Accès aux médicaments pour les Pays en Voie de Développement (PVD) : rappel des faits

La session de rattrapage de la commission Nord-Sud

Publié le 19 avril 2005 sur OSIBouaké.org

Ce texte a été écrit par la commission Nord-Sud d’Act Up-Paris. Il a le mérite de rappeler les épisodes précédents pour ceux qui ont raté le début.

1. 1998-Avril 2001 : la phase de la mobilisation

Dès 1995 : controverse au sujet de l’effet de l’accord ADPIC (Accord sur les aspects des droits de propriété intellectuelle qui touchent au commerce) sur les PVD, en particulier en ce qui concerne les effets sur les prix des médicaments (problème amplifié par la crise du SIDA   en Afrique). Limité d’abord à un petit groupe d’initiés, le débat s’amplifie et des ONG se mobilisent.

1998 : médiatisation de la procédure intentée en Afrique du Sud par 39 sociétés pharmaceutiques (contre le gouvernement auprès de la Cour Suprême) contre une loi sur l’importation parallèle des médicaments.

30 novembre - 3 décembre 1999 : Conférence ministérielle de l’Organisation Mondiale du Commerce (OMC) à Seattle : Rien sur le dossier ADPIC/médicaments dans le projet de Déclaration ministérielle du 3 décembre (non-adopté). La position commune de l’UE   et de ses alliés du 29 novembre 1999 faisait pourtant référence aux licences obligatoires en reconnaissant que celles-ci pourraient être utilisées pour des produits figurant sur la liste des médicaments essentiels de l’OMS  . Les autres pays industrialisés s’opposent cependant à une telle référence.

Février 2001 : Plan d’action de la Commission sur les maladies transmissibles. Approche globale de l’UE   : l’aspect ADPIC cadre dans un débat bien plus vaste sur la lutte contre les maladies transmissibles, qui implique une assistance accrue aux pays en développement eux-mêmes (infrastructures de santé), une intensification de la recherche et du développement de médicaments adaptés, et l’examen des aspects commerciaux.

Le 19 avril 2001 les firmes pharmaceutiques retirent leur plainte en Afrique du Sud. Deux mois plus tard, les Etats-Unis retirent leur plainte OMC contre la législation brésilienne sur les licences obligatoires.

......

Reproduisez fidèlement le passage du texte sur l'accès aux médicaments en commençant par « Publié le 19 » et en allant jusqu'à « parallèle des médicaments. ».

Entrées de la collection
......

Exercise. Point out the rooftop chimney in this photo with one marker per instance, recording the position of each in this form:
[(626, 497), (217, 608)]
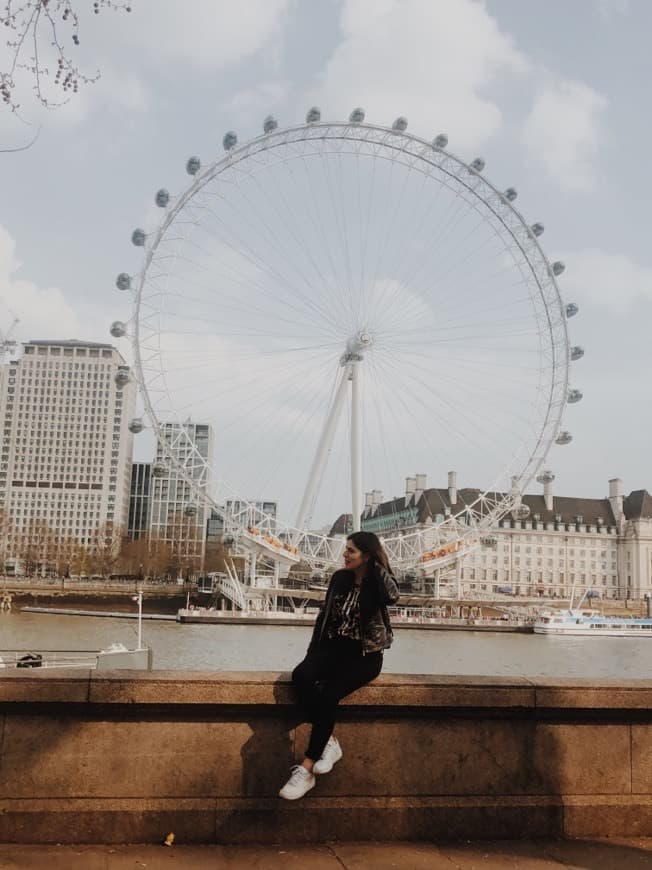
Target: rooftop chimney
[(616, 499), (410, 489), (452, 487)]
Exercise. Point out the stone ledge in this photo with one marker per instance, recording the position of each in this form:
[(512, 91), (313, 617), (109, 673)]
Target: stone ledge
[(274, 821), (272, 689)]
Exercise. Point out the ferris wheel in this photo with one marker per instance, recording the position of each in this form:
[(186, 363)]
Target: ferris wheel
[(345, 303)]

......

(Zone de réponse):
Publié le 19 avril 2005 sur OSIBouaké.org

Ce texte a été écrit par la commission Nord-Sud d’Act Up-Paris. Il a le mérite de rappeler les épisodes précédents pour ceux qui ont raté le début.

1. 1998-Avril 2001 : la phase de la mobilisation

Dès 1995 : controverse au sujet de l’effet de l’accord ADPIC (Accord sur les aspects des droits de propriété intellectuelle qui touchent au commerce) sur les PVD, en particulier en ce qui concerne les effets sur les prix des médicaments (problème amplifié par la crise du SIDA   en Afrique). Limité d’abord à un petit groupe d’initiés, le débat s’amplifie et des ONG se mobilisent.

1998 : médiatisation de la procédure intentée en Afrique du Sud par 39 sociétés pharmaceutiques (contre le gouvernement auprès de la Cour Suprême) contre une loi sur l’importation parallèle des médicaments.